#### Record list
-----

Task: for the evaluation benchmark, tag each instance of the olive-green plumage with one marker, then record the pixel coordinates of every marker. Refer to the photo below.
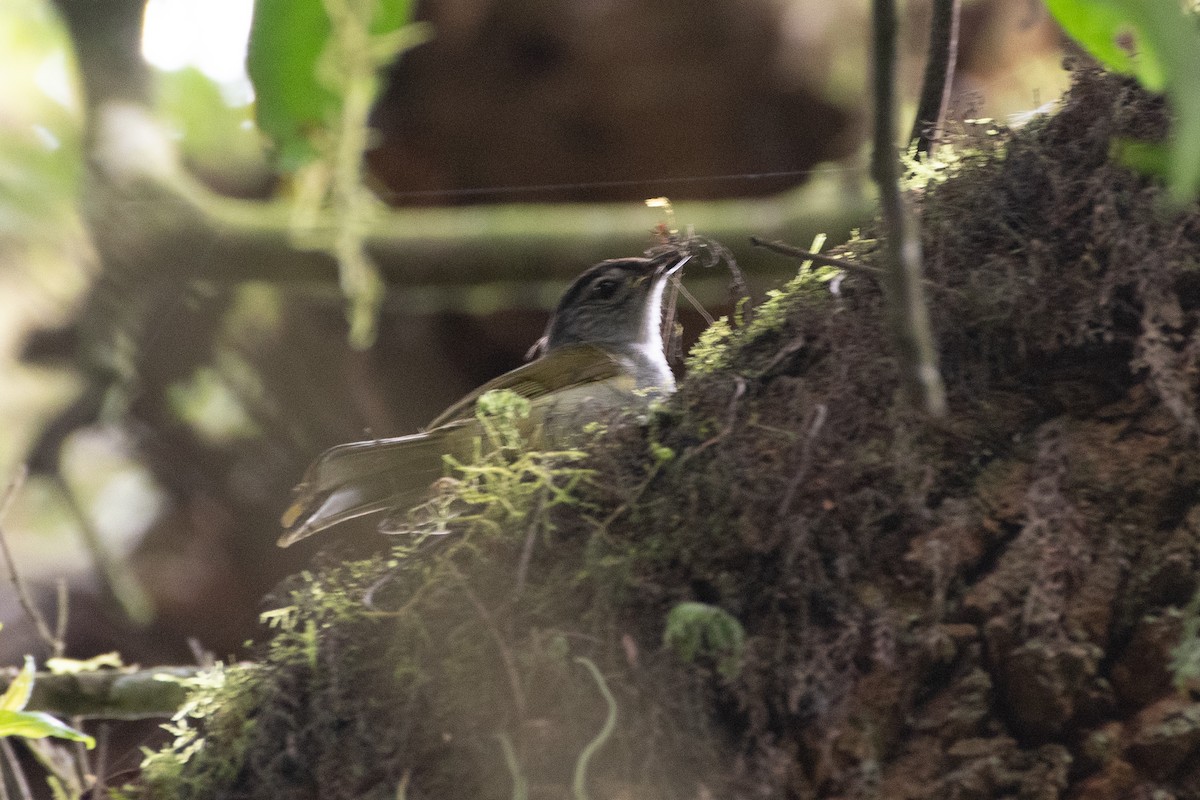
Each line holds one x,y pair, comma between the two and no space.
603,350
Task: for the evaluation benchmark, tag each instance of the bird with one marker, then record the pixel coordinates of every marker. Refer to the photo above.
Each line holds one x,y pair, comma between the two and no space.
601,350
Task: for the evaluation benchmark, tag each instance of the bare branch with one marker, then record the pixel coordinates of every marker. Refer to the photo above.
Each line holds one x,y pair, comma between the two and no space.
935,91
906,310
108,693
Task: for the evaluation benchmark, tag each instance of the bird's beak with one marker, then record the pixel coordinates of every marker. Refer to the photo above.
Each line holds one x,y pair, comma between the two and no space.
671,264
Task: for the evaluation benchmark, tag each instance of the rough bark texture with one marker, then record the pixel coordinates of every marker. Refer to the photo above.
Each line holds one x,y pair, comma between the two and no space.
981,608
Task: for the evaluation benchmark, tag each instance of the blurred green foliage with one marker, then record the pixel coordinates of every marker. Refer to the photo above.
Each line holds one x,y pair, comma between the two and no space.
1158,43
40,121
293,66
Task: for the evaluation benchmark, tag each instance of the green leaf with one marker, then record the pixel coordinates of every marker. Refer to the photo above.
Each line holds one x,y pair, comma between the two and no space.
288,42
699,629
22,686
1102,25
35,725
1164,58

-----

#### Problem statement
Convert the records above into a two-column CSV with the header record_text,answer and one row per record. Put each record's text and its answer in a single quoted field, turn line breaks into spaces, and leave the pictures out.

#### Full output
record_text,answer
"Task: for the evaluation benchmark, tag each instance of the olive-green plumage with one marker, then record the pixel coordinates of every marker. Refer to the photo below. Each line holds one x,y pair, comma between the two and no space.","603,350"
"Task: for the evaluation benchmark, tag each instance of the bird with one marker, then record the pixel coordinates of every marker. Refer to the photo above. Each line holds one x,y pair, comma between the two and no space.","601,350"
"Task: for the evaluation benchmark, tag each instance of the bare branch with one marker, then record the pixel coordinates of every marker. Refer to the photo above. Each line holds one x,y pair, comma between the two and no space.","935,91 906,310 108,693"
"Task: for the evaluation benchmark, tag each instance of the bird's beak with one marker, then record the pixel coordinates of every marker. Refer to the photo above. Each line holds one x,y pair, comma between the two and no space.","671,264"
"Task: for the evaluation benchmark, tag each instance of the rough bark texture with one marker, then record the pixel coordinates of every marker. Refer to the photo above. Each line holds one x,y pair, comma between the two and no space.","981,608"
"Task: for the evaluation benchmark, tag each instance of the blurred green foliage with one marker, then record the pixel coordinates of every marker. Refer to the photo above. Each line holds one x,y pair, comma between the two and no space.","1158,43 40,121 293,66"
"Task: for the evaluation benchmark, tag each instance of the green leaf with one marker, then record the pixel coordinates of every marker. Refer to the photo above. Each line holds one x,y pair, comma between the two and no space.","288,42 699,629 22,686 1102,25 35,725 1164,58"